____ MATERIAL PROVIDED

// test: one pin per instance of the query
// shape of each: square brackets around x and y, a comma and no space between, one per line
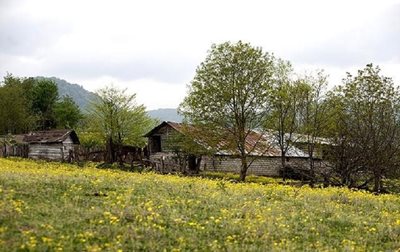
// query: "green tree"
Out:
[43,96]
[15,106]
[367,128]
[286,104]
[229,93]
[116,117]
[66,113]
[314,116]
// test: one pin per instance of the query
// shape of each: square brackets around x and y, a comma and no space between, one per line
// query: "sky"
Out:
[152,48]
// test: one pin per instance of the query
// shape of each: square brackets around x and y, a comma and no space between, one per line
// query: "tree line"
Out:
[236,90]
[111,120]
[239,89]
[28,104]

________

DIRECTIONS: Reproduce every one of the records above line for line, without changing a character, and omit the picture.

ANSWER IN FULL:
// test: one pin per instance of the query
// shape of each: square brackets around x and y, a comma and no space between, one per line
// query: "green tree"
Out:
[43,96]
[15,106]
[367,128]
[286,104]
[229,93]
[116,117]
[66,113]
[314,116]
// test: one pin per instance of the query
// shape of each: square brackets around x and y, a comma and no space between, one per line
// query: "sky"
Out:
[152,48]
// test: one pin per instance of the query
// shape of each: square brackets around x and y, a comma and no space between, one per line
// query: "tree line"
Out:
[236,90]
[111,120]
[239,89]
[28,104]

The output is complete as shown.